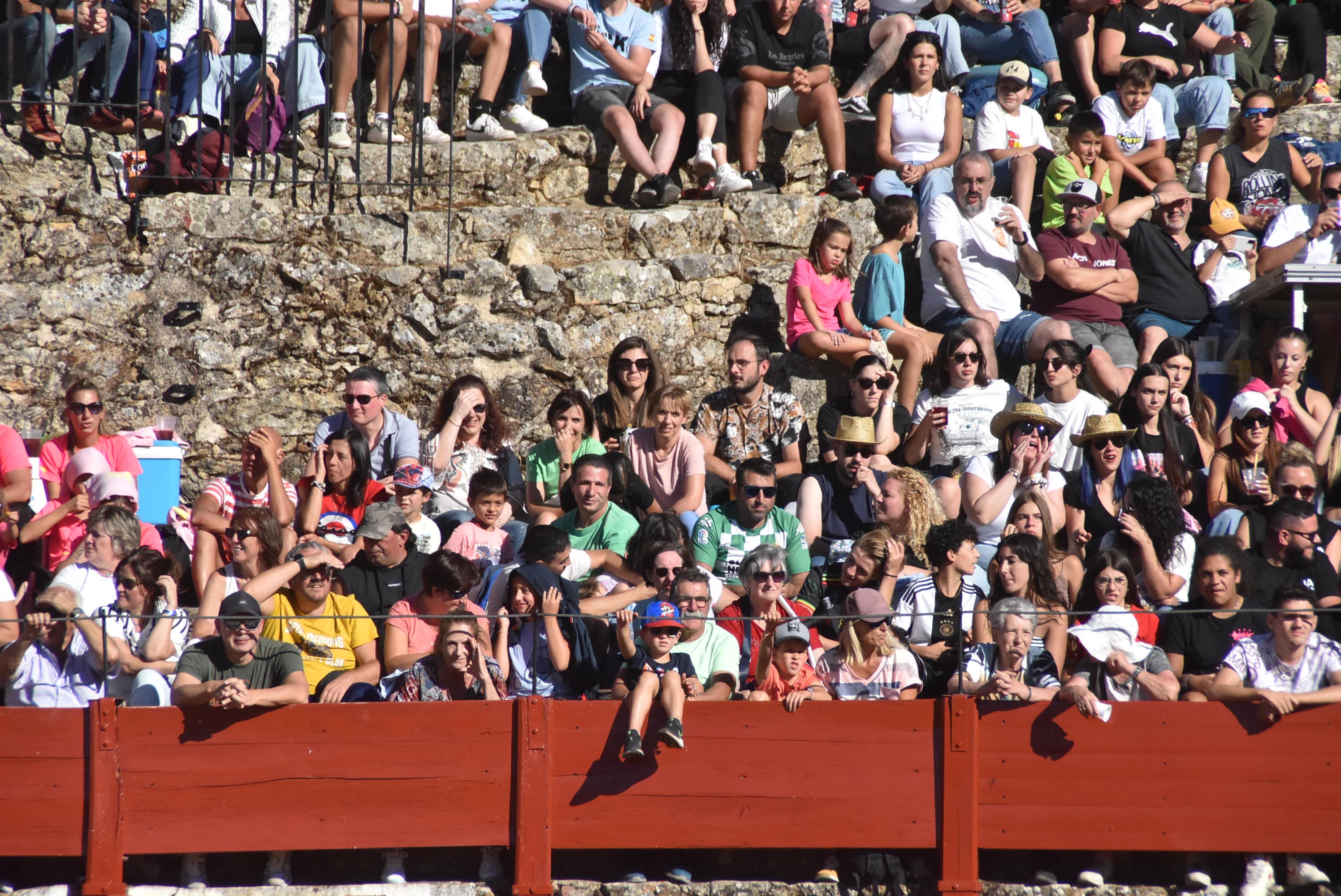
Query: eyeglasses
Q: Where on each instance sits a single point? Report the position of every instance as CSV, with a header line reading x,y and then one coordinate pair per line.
x,y
1306,493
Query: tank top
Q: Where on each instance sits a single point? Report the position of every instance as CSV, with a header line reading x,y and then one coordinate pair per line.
x,y
918,126
1257,187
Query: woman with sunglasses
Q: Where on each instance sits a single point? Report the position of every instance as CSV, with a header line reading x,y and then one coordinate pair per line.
x,y
550,463
1242,471
1021,462
1094,497
333,500
1191,407
470,434
1069,397
872,388
632,375
1254,171
86,418
954,414
149,628
414,625
255,543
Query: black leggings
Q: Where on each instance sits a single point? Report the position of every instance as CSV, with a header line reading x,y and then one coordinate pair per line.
x,y
695,96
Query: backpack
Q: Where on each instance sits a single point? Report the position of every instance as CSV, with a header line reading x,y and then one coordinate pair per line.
x,y
979,88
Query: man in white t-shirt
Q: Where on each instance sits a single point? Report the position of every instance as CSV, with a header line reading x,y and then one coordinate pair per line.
x,y
978,249
1306,234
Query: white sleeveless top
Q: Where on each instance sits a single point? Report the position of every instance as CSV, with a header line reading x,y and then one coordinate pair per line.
x,y
918,126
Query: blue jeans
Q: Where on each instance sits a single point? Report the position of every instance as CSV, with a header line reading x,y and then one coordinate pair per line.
x,y
1202,103
1029,38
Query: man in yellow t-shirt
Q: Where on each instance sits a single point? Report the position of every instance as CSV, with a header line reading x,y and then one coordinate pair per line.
x,y
333,632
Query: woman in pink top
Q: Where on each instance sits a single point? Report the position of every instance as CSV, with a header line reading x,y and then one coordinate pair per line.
x,y
670,459
820,317
412,625
87,420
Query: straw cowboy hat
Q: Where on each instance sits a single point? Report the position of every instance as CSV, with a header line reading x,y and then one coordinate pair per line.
x,y
860,431
1096,426
1024,412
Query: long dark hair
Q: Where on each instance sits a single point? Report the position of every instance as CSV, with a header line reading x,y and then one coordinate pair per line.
x,y
357,486
1203,409
900,82
680,38
1168,426
493,434
938,375
1088,600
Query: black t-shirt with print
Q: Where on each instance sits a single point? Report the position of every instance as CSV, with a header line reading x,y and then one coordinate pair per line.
x,y
1202,639
755,42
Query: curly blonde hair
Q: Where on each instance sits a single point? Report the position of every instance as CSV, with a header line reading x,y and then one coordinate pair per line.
x,y
922,508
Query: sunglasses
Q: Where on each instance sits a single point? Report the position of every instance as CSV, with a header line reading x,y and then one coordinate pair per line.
x,y
1306,493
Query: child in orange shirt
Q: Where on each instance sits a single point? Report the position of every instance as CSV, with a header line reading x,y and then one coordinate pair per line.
x,y
782,670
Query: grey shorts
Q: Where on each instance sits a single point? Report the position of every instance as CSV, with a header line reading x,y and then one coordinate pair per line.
x,y
593,103
1111,337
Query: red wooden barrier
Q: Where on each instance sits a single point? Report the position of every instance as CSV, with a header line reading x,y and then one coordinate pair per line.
x,y
541,776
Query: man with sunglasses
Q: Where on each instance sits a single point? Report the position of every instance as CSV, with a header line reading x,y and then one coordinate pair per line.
x,y
731,530
392,438
1306,234
1170,298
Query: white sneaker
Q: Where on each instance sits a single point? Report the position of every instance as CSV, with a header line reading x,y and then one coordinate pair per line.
x,y
394,866
703,161
1301,871
278,872
522,120
431,133
337,133
1197,180
727,180
1258,878
381,132
487,128
533,82
194,871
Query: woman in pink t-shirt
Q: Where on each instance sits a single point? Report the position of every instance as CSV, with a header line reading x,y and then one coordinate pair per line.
x,y
820,317
412,625
670,459
87,420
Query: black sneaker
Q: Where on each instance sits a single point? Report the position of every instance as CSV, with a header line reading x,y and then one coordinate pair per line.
x,y
672,734
758,184
843,188
632,746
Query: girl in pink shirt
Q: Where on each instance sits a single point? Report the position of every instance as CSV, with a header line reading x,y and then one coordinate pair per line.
x,y
820,317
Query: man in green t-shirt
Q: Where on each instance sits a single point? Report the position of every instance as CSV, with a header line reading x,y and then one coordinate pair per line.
x,y
596,524
729,532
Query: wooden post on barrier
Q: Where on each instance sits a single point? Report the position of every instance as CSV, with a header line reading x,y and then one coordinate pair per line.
x,y
104,860
532,832
958,796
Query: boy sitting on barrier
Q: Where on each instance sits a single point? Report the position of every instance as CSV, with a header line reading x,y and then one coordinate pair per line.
x,y
645,672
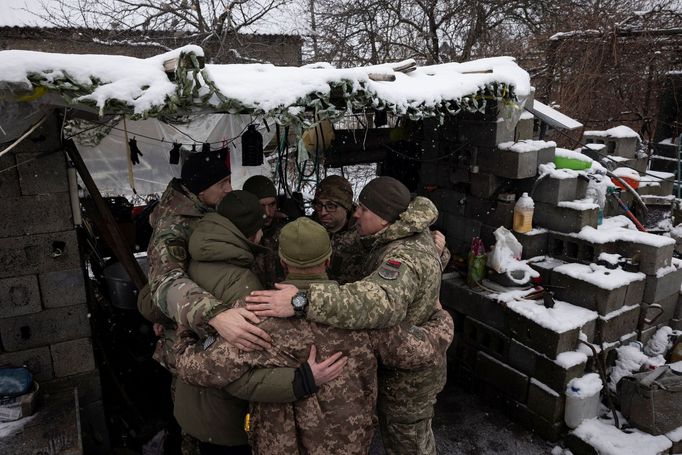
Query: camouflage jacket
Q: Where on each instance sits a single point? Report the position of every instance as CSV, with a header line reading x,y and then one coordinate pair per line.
x,y
173,292
339,418
266,264
402,281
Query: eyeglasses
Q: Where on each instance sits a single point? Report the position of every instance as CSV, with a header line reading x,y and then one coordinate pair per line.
x,y
330,207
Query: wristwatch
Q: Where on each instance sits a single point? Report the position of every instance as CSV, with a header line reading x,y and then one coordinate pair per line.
x,y
300,304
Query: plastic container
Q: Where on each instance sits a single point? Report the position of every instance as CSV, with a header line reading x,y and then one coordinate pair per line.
x,y
523,214
582,399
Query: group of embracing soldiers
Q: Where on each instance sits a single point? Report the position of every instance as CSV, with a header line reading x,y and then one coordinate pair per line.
x,y
288,337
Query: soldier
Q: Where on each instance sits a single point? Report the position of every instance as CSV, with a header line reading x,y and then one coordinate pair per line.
x,y
266,264
339,417
403,284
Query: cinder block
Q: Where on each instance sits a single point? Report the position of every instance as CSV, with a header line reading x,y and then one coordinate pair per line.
x,y
534,243
587,295
9,179
545,402
485,338
47,327
505,378
35,214
39,253
457,296
485,134
88,384
542,368
44,175
658,316
72,357
564,219
509,164
611,327
62,288
38,361
19,295
483,185
657,287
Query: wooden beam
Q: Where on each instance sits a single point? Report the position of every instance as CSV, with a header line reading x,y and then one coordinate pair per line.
x,y
107,224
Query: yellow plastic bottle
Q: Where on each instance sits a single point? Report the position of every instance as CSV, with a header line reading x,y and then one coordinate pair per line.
x,y
523,214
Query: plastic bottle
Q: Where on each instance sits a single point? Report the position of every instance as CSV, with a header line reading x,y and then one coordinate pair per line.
x,y
523,214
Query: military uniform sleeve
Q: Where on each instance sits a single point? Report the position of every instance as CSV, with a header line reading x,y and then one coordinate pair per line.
x,y
377,301
173,292
408,346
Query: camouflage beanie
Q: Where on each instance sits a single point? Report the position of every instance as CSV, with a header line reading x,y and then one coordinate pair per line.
x,y
244,210
386,197
261,186
337,189
203,169
304,243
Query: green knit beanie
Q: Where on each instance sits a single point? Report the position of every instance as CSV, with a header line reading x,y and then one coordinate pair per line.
x,y
261,186
304,243
337,189
243,210
386,197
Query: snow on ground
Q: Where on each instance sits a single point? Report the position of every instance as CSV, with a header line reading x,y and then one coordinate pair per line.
x,y
609,440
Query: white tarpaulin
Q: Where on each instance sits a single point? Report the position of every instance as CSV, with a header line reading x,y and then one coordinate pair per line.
x,y
108,161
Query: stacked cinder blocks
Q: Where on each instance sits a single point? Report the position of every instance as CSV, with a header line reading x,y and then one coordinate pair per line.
x,y
44,318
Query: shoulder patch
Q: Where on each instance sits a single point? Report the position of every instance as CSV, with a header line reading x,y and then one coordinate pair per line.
x,y
177,250
390,269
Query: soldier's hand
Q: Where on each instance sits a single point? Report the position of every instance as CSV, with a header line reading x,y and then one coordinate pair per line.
x,y
328,369
272,303
236,325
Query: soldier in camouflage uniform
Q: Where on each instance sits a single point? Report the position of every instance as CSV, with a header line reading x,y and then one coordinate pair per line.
x,y
267,265
402,285
339,418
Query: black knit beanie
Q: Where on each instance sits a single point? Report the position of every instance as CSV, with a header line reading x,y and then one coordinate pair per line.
x,y
203,169
386,197
244,210
261,186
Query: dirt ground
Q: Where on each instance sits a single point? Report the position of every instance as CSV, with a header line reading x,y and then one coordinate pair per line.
x,y
465,423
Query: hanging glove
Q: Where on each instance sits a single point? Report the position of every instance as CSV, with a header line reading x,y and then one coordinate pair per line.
x,y
135,152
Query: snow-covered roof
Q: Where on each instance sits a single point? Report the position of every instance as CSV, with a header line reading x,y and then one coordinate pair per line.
x,y
141,87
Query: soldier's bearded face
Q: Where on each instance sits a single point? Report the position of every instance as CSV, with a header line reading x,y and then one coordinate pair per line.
x,y
269,205
368,222
216,192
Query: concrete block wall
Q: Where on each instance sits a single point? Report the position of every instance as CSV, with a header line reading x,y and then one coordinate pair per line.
x,y
44,317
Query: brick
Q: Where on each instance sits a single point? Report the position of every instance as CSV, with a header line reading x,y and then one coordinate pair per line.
x,y
587,295
62,288
509,164
503,377
38,361
613,326
534,243
564,219
539,338
485,338
668,306
9,179
47,327
657,287
34,254
545,402
54,211
19,295
456,295
44,175
88,384
72,357
542,368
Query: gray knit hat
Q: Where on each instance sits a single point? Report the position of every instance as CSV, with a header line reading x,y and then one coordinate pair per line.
x,y
386,197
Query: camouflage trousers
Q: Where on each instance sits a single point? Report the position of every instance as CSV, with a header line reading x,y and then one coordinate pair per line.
x,y
405,409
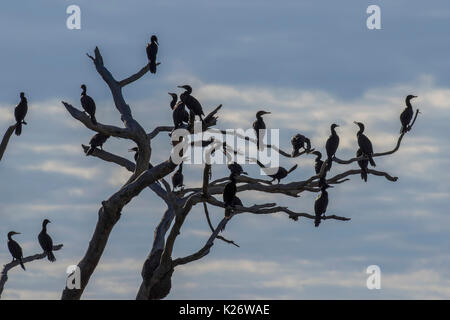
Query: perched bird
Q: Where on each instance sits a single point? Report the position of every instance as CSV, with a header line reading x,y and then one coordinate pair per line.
x,y
229,193
88,104
320,205
20,112
236,169
332,145
260,129
177,178
15,248
179,113
281,172
407,114
318,167
363,165
46,241
191,103
364,143
152,50
96,141
299,141
136,153
174,100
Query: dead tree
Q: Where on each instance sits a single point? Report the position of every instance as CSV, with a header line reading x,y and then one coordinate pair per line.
x,y
160,264
15,263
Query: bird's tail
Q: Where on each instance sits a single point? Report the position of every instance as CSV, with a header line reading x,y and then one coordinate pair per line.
x,y
152,67
228,211
94,121
51,256
18,128
21,264
329,162
259,142
372,163
292,169
403,129
322,182
90,151
308,145
317,221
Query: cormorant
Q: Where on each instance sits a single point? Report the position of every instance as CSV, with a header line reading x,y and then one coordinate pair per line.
x,y
407,114
318,166
229,193
20,112
236,168
364,143
46,241
280,174
320,205
298,141
177,178
15,248
152,50
96,141
260,128
179,113
332,145
363,165
190,102
88,104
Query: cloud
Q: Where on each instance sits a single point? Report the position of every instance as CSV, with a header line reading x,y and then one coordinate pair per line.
x,y
52,166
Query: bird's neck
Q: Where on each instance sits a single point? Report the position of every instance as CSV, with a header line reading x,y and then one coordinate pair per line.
x,y
408,104
333,132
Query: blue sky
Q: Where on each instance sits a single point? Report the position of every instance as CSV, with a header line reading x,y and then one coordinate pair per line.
x,y
310,64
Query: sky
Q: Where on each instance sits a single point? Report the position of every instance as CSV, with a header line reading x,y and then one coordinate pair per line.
x,y
310,64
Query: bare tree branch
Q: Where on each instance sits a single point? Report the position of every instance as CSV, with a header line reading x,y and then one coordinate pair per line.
x,y
15,263
212,228
381,154
136,76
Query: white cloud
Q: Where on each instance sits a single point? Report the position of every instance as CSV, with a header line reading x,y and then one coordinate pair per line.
x,y
52,166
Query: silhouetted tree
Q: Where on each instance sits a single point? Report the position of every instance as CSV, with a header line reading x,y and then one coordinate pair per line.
x,y
160,264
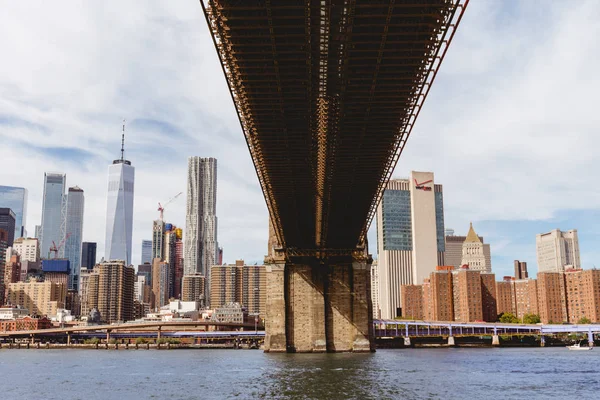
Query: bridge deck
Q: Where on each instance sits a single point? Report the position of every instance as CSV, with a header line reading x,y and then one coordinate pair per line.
x,y
327,93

* **Your assignment**
What is the number of lines in the data above that include the word "yellow"? Answer with that number only.

* **Answer to the exercise**
2